* **EXERCISE PASSAGE**:

Simultaneously interrogating what it means to ‘go viral’ in an era of explosive biochemical and virtual contagion, The Observable Universe travels along the fissures of a hyperconnected world, entwining the technological and the personal, the virus and the viral, moving from musings on Raymond Chandler and film noir to contemporary malaise and late-night Netflix binges with propulsive agility and poetic attunement. At once a history of ‘viral culture,’ an ode to L.A., and a memoir of loss and reckoning, The Observable Universe is a genre-bending debut about grief in the internet age.
For fans of Trick Mirror by Jia Tolentino, The Two Kinds of Decay by Sarah Manguso, and On Immunity by Eula Biss
‘Part meditation on loss, AIDS, and viral transmission, part howl of grief and fury, The Observable Universe spells out better than anything else I’ve read the transformative power of the internet. It felt like Maggie Nelson’s The Red Parts meets Jia Tolentino’s Trick Mirror, and is easily the equal of both.’
— Gavin Francis, author of Adventures in Human Being
Available on NetGalley
Average rating from 8 members
Earlier this year, I made my way through Sarah Schulman's monolithic 'Let The Record Show', and I found this book to exist perhaps on the other side of that coin. Rather than large swathes of (occasionally impenetrable) historical record, McCalden employs a more freeform, floating prose, that engages with the complexity of the subject matter in a way which reflects its own mercurial nature.
The Observable Universe by Heather McCalden is unlike anything I've ever read before, even when I have experience reading fragmentary memoirs, because the scope of McCalden's recall and writing is vast and unique.

* **WORK ORDER A**:
According to the passage on The Observable Universe, what three things is the book at once?
* **WORK ORDER B**:
Switch "film noir" to "pulp fiction" in the part of the passage on The Observable Universe that opens with the words containing "Simultaneously interrogating what" and closes with "the internet age.", and write out that part.
* **WORK ORDER C**:
Proceed with the passage on The Observable Universe, picking up after its last sentence.
The records have nothing to do with this.

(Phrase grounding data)
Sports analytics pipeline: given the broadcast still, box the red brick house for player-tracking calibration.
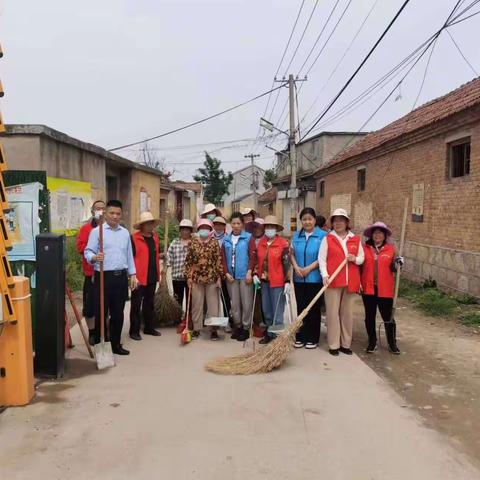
[315,78,480,297]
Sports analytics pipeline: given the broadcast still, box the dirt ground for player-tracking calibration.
[352,299,480,465]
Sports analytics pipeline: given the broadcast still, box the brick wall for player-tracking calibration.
[317,110,480,296]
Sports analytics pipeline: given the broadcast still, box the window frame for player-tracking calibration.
[447,136,472,180]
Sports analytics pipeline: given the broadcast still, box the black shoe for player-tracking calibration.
[143,329,162,337]
[388,345,400,355]
[237,328,250,342]
[112,345,130,355]
[230,327,242,340]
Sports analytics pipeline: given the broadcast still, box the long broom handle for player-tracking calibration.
[98,218,105,343]
[296,258,348,323]
[392,197,408,310]
[65,285,94,358]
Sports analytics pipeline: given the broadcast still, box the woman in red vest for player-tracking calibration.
[318,208,364,356]
[130,212,160,340]
[254,215,290,344]
[362,222,404,355]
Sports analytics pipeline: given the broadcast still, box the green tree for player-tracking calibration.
[193,152,233,205]
[263,168,277,190]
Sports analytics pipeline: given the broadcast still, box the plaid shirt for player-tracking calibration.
[167,238,188,280]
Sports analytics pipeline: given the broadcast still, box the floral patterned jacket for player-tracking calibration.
[185,237,223,285]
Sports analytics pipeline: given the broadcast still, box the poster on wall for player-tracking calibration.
[4,182,43,262]
[47,177,92,236]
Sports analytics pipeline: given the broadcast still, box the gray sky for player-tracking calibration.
[0,0,480,179]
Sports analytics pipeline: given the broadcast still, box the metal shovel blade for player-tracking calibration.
[93,342,115,370]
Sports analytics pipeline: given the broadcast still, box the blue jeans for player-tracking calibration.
[262,282,285,330]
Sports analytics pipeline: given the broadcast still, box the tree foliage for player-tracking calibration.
[193,152,233,205]
[263,168,277,190]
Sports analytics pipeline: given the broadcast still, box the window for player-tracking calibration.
[448,138,470,178]
[357,168,367,192]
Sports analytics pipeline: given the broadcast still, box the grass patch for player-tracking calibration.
[399,279,480,318]
[460,310,480,326]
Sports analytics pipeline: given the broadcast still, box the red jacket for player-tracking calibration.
[362,243,395,298]
[77,219,94,277]
[132,232,160,286]
[326,234,360,293]
[257,235,288,287]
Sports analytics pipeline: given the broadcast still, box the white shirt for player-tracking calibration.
[318,230,365,282]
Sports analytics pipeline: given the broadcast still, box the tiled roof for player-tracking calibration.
[324,77,480,168]
[258,187,277,202]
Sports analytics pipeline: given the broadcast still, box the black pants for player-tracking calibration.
[94,270,128,348]
[172,280,190,306]
[130,283,157,335]
[362,287,397,347]
[82,277,95,318]
[293,282,323,343]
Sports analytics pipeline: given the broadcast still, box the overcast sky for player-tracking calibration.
[0,0,480,180]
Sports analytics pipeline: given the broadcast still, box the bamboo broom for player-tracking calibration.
[205,259,347,375]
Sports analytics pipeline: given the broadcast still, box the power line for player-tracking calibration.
[447,30,478,77]
[108,84,284,152]
[300,0,379,127]
[301,0,410,140]
[412,37,438,110]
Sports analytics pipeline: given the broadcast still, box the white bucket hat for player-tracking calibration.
[133,212,160,230]
[178,218,193,230]
[330,208,350,224]
[201,203,222,217]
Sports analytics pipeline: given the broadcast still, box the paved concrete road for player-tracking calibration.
[0,324,480,480]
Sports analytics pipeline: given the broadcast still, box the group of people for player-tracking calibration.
[77,200,403,356]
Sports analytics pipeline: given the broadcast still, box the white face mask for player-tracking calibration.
[265,228,277,238]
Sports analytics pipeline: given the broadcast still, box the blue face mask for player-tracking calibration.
[265,228,277,238]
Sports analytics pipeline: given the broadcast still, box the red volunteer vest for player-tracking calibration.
[132,232,160,286]
[362,243,395,298]
[327,233,360,293]
[257,235,288,287]
[77,219,94,277]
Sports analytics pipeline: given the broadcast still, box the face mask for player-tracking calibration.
[265,228,277,238]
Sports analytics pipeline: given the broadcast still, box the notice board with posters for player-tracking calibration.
[47,177,92,236]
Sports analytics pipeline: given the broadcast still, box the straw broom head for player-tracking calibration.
[205,259,347,375]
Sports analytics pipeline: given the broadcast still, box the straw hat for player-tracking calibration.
[363,222,392,238]
[212,217,227,225]
[263,215,283,232]
[330,208,350,223]
[133,212,160,230]
[201,203,222,217]
[240,207,257,216]
[178,218,193,230]
[197,218,213,230]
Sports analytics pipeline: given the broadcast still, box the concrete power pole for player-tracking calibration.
[244,153,260,212]
[288,74,298,234]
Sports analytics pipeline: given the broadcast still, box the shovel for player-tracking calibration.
[93,218,115,370]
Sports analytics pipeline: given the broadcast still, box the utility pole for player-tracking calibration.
[270,74,307,234]
[288,74,298,235]
[244,153,260,212]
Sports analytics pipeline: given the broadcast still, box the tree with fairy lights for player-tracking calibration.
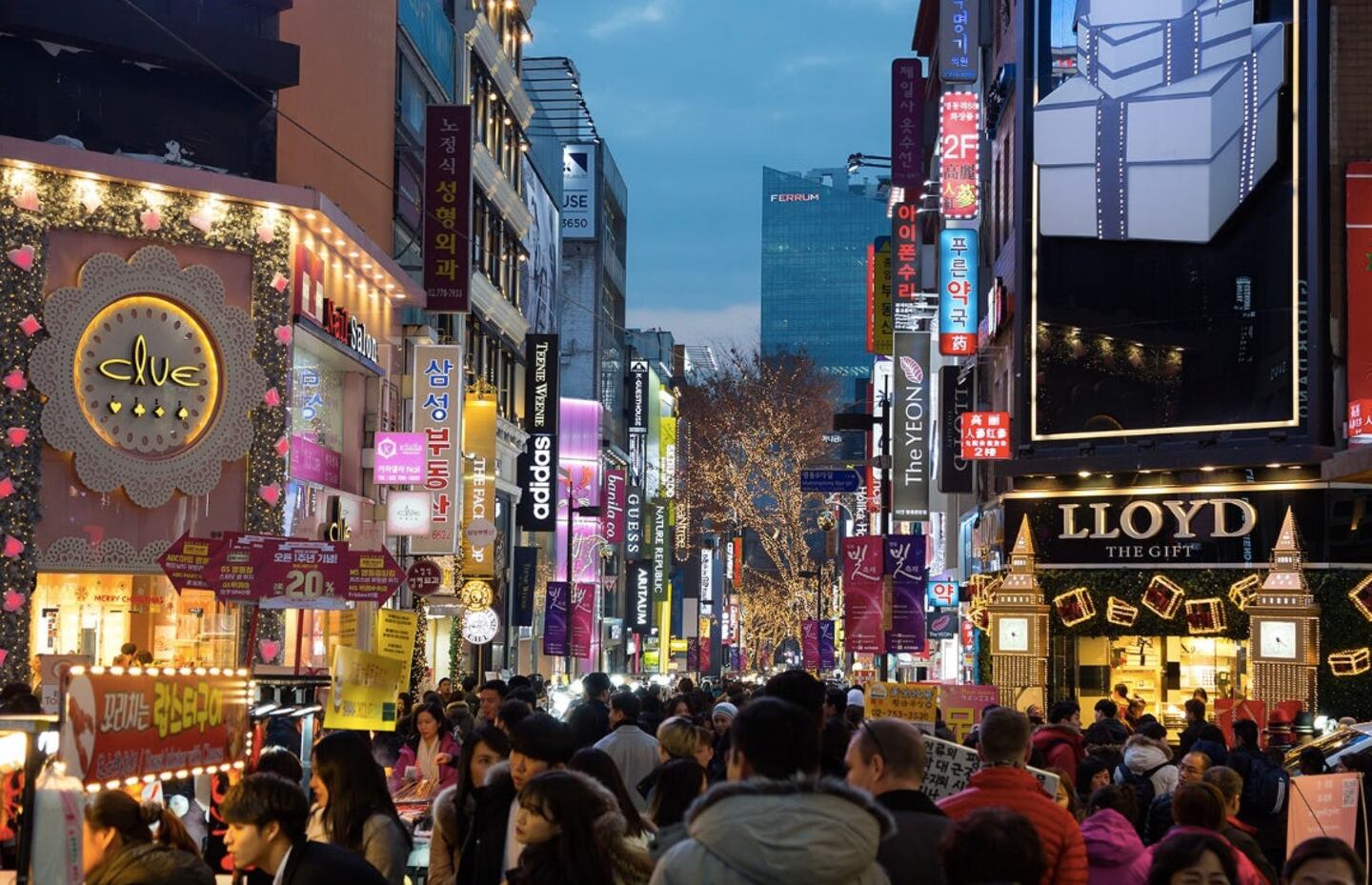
[680,350,835,658]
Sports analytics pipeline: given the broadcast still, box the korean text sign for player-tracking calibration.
[411,345,462,554]
[938,228,981,356]
[961,412,1010,461]
[938,92,981,221]
[424,104,472,312]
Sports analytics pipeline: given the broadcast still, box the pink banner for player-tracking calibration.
[571,585,595,657]
[291,433,343,489]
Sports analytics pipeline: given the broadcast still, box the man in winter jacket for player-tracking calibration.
[938,707,1086,885]
[652,697,894,885]
[1033,701,1086,774]
[846,719,951,885]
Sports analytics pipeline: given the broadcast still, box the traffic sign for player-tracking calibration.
[800,470,861,493]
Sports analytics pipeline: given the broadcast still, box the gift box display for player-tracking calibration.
[1035,0,1285,243]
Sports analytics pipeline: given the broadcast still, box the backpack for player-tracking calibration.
[1116,761,1172,838]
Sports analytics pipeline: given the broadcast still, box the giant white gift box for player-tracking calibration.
[1035,23,1285,243]
[1077,0,1253,99]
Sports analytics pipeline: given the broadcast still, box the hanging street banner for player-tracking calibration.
[938,91,981,221]
[421,104,472,312]
[411,345,462,555]
[891,332,933,521]
[515,334,560,531]
[938,228,981,356]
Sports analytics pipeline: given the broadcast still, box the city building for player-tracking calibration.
[761,168,891,402]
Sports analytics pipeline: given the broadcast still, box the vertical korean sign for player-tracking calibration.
[938,228,981,356]
[1346,163,1372,439]
[517,334,558,531]
[424,104,472,312]
[839,535,885,654]
[412,345,462,554]
[891,59,925,193]
[878,332,930,521]
[938,92,981,221]
[462,395,495,577]
[938,0,981,82]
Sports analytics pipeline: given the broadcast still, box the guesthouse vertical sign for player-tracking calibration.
[423,104,472,312]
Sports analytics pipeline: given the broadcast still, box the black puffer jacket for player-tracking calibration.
[87,842,214,885]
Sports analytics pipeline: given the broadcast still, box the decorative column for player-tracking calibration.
[986,516,1048,708]
[1247,508,1320,713]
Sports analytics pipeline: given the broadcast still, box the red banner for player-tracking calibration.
[571,585,595,657]
[938,92,981,218]
[1344,163,1372,439]
[59,668,252,785]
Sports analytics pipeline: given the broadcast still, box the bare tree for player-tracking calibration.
[680,350,835,652]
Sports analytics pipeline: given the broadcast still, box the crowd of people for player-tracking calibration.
[5,671,1365,885]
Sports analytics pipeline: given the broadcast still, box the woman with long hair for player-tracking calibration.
[428,726,511,885]
[309,732,411,885]
[389,701,462,794]
[567,747,653,848]
[81,791,214,885]
[649,758,707,862]
[509,771,653,885]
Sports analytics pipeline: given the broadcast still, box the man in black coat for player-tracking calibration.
[846,719,952,885]
[219,774,386,885]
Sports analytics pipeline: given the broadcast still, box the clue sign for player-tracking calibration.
[961,412,1010,461]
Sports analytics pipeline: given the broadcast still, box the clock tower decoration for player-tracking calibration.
[1247,508,1320,711]
[986,516,1050,710]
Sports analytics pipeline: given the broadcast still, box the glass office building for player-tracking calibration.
[761,168,891,398]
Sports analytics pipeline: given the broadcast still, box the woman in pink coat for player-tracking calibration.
[390,701,462,795]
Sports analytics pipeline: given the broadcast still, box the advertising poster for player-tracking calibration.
[543,580,571,657]
[57,670,251,785]
[324,636,413,732]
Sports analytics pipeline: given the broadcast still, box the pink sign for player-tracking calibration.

* **EXERCISE RESULT A**:
A history of 'viral culture,' an ode to L.A., and a memoir of loss and reckoning.

* **EXERCISE RESULT B**:
Simultaneously interrogating what it means to ‘go viral’ in an era of explosive biochemical and virtual contagion, The Observable Universe travels along the fissures of a hyperconnected world, entwining the technological and the personal, the virus and the viral, moving from musings on Raymond Chandler and pulp fiction to contemporary malaise and late-night Netflix binges with propulsive agility and poetic attunement. At once a history of ‘viral culture,’ an ode to L.A., and a memoir of loss and reckoning, The Observable Universe is a genre-bending debut about grief in the internet age.

* **EXERCISE RESULT C**:
Through an exploration of childhood, present day, memory, the advent of the World Wide Web, and researching the AIDs crisis in the 80s and early 90s, McCalden recreates a world in which she has grown up and lived. A world that in many ways has been unforgiving. In building this universe for us, McCalden transitions between academic writing and personal essays, quotations, and short statements. For many, this style will be too fragmentary or disjointed, but for me it was the perfect reflection of how we consume, understand and attempt to process our experiences, both those in and out of our control.
Most importantly, McCalden's work is a work about grief, as she mentions herself in the book. All of the above interweaves to leave a person at the centre who wishes she knew her parents better before they died, who wishes she cherished her maternal grandmother more than perhaps she did, and who wishes all of the advancements in our society meant growing up and living with grief was easier.
And so, if you enjoy memoirs that are more abstract/fragmentary, you'll love The Observable Universe. It truly is one of a kind.